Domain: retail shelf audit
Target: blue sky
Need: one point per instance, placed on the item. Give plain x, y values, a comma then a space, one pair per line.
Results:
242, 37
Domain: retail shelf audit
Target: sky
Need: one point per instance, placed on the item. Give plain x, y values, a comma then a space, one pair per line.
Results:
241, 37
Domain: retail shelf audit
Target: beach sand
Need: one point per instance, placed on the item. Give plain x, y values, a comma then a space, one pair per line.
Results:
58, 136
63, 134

---

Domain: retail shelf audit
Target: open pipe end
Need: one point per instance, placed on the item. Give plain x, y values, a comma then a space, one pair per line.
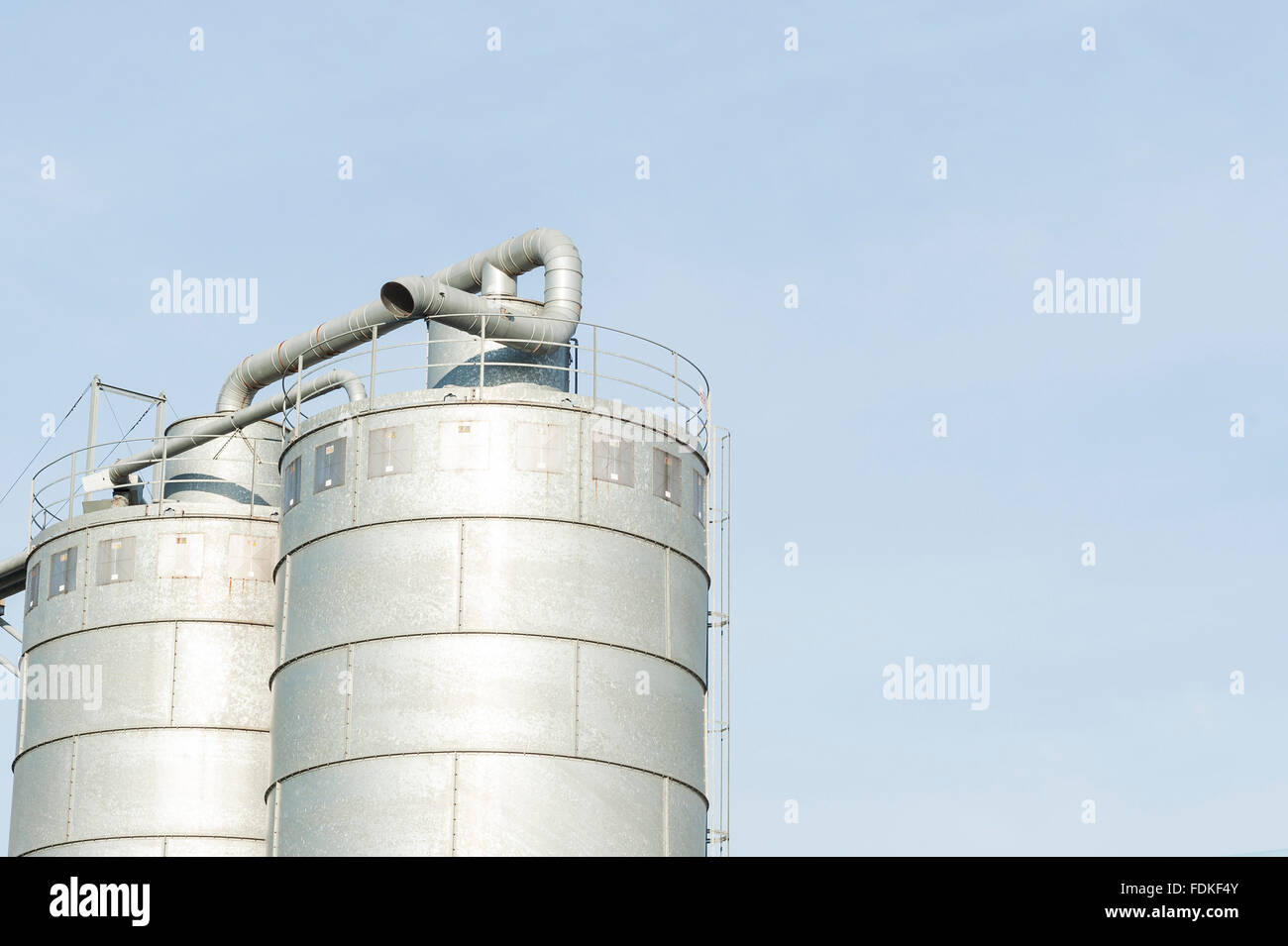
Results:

§ TASK STATEMENT
List every line above that contains the word "Target", matching case exactly.

§ PROBLEM SOLUTION
Target: blue sky
Target: sky
Target: beach sand
Target: open pipe end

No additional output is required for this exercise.